22. Attendu que le moyen selon lequel d’autres chambres régionales des comptes auraient, dans des circonstances similaires, écarté l’existence d’un préjudice, est inopérant, dès lors que le juge n’est pas tenu par d’autres solutions jurisprudentielles voisines, son jugement devant être fondé sur une analyse des circonstances de chaque espèce ;

23. Attendu que la Procureure générale, dans ses conclusions susvisées, considère que le caractère préalable de la volonté de l’ordonnateur n’est pas établi par les pièces du dossier et que les décisions d’attributions émises en 2016 ne peuvent permettre de soutenir que les paiements visés au réquisitoire n’ont pas occasionné de préjudice financier au détriment du centre hospitalier ;

24. Attendu que les pièces justificatives qui faisaient défaut lors du paiement étaient des décisions individuelles d’attribution relevant de la seule compétence du directeur de l’établissement ; que ce même directeur, en ordonnançant le paiement des indemnités litigieuses, a, dans les circonstances de l’espèce, cru avoir exercé, de manière implicite sa volonté d’attribuer lesdites indemnités à l’ensemble des aides-soignants de l’établissement ; que, postérieurement au réquisitoire susvisé du procureur financier, il a pris, de façon rétroactive, pour chacun des agents concernés, la décision d’attribution qui faisait défaut au moment des paiements ; qu’il a ainsi manifesté que le manquement imputable à  Mme X n’avait entraîné la prise en charge par l’établissement de dépenses indues ; que l’appréciation du préjudice financier causé par un manquement devant être effectuée au moment où le juge des comptes statue, il y a lieu de tenir compte de l’ensemble de ces éléments pour en déduire que le manquement de la comptable n’a pas causé de préjudice au centre hospitalier ;

25. Attendu que le montant du cautionnement prévu pour le poste comptable considéré jusqu’au 31 décembre 2014 était fixé à 151 000 € ; qu’ainsi, en application du décret susvisé du 10 décembre 2012, le montant maximal de la somme susceptible d’être mise à la charge de Mme X pour un manquement qui n’a pas causé de préjudice à l’établissement s’élève à 1,5 pour 1 000 dudit cautionnement, soit en l’espèce à 226,5 € ;

26. Attendu qu’aucune circonstance particulière n’étant en l’espèce de nature à moduler le montant de cette somme, il y a lieu de mettre à la charge de Mme X la somme de 226 €, au titre de l’exercice 2014 ;

Par ces motifs,

DÉCIDE :

Article 1 – Le jugement n° 2017-0009 du 2 octobre 2017 de la chambre régionale des comptes Grand Est est annulé.

* * *

— Consigne —
Recopiez intégralement le texte fourni, s'il vous plaît, sans y changer un seul mot. La liste n'a aucun lien avec le texte fourni.

— Données d'entrée —
* * *

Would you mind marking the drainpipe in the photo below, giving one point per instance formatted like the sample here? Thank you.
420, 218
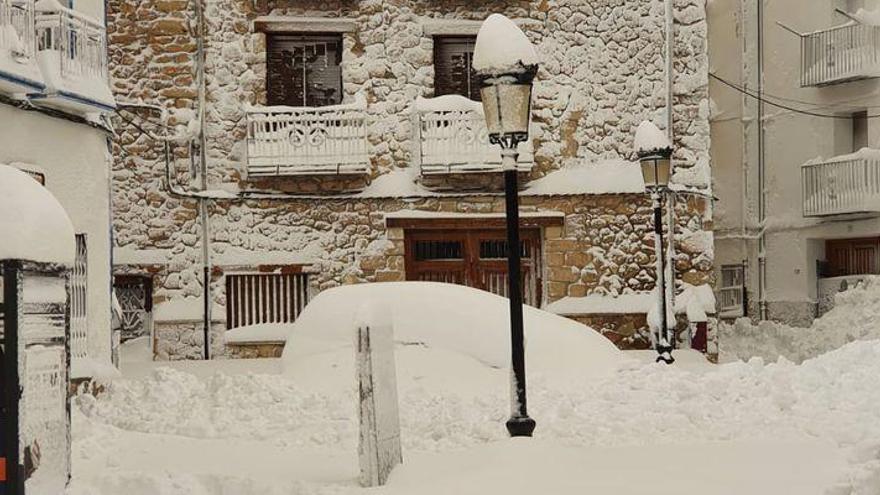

* * *

— Zone de réponse —
22. Attendu que le moyen selon lequel d’autres chambres régionales des comptes auraient, dans des circonstances similaires, écarté l’existence d’un préjudice, est inopérant, dès lors que le juge n’est pas tenu par d’autres solutions jurisprudentielles voisines, son jugement devant être fondé sur une analyse des circonstances de chaque espèce ;

23. Attendu que la Procureure générale, dans ses conclusions susvisées, considère que le caractère préalable de la volonté de l’ordonnateur n’est pas établi par les pièces du dossier et que les décisions d’attributions émises en 2016 ne peuvent permettre de soutenir que les paiements visés au réquisitoire n’ont pas occasionné de préjudice financier au détriment du centre hospitalier ;

24. Attendu que les pièces justificatives qui faisaient défaut lors du paiement étaient des décisions individuelles d’attribution relevant de la seule compétence du directeur de l’établissement ; que ce même directeur, en ordonnançant le paiement des indemnités litigieuses, a, dans les circonstances de l’espèce, cru avoir exercé, de manière implicite sa volonté d’attribuer lesdites indemnités à l’ensemble des aides-soignants de l’établissement ; que, postérieurement au réquisitoire susvisé du procureur financier, il a pris, de façon rétroactive, pour chacun des agents concernés, la décision d’attribution qui faisait défaut au moment des paiements ; qu’il a ainsi manifesté que le manquement imputable à  Mme X n’avait entraîné la prise en charge par l’établissement de dépenses indues ; que l’appréciation du préjudice financier causé par un manquement devant être effectuée au moment où le juge des comptes statue, il y a lieu de tenir compte de l’ensemble de ces éléments pour en déduire que le manquement de la comptable n’a pas causé de préjudice au centre hospitalier ;

25. Attendu que le montant du cautionnement prévu pour le poste comptable considéré jusqu’au 31 décembre 2014 était fixé à 151 000 € ; qu’ainsi, en application du décret susvisé du 10 décembre 2012, le montant maximal de la somme susceptible d’être mise à la charge de Mme X pour un manquement qui n’a pas causé de préjudice à l’établissement s’élève à 1,5 pour 1 000 dudit cautionnement, soit en l’espèce à 226,5 € ;

26. Attendu qu’aucune circonstance particulière n’étant en l’espèce de nature à moduler le montant de cette somme, il y a lieu de mettre à la charge de Mme X la somme de 226 €, au titre de l’exercice 2014 ;

Par ces motifs,

DÉCIDE :

Article 1 – Le jugement n° 2017-0009 du 2 octobre 2017 de la chambre régionale des comptes Grand Est est annulé.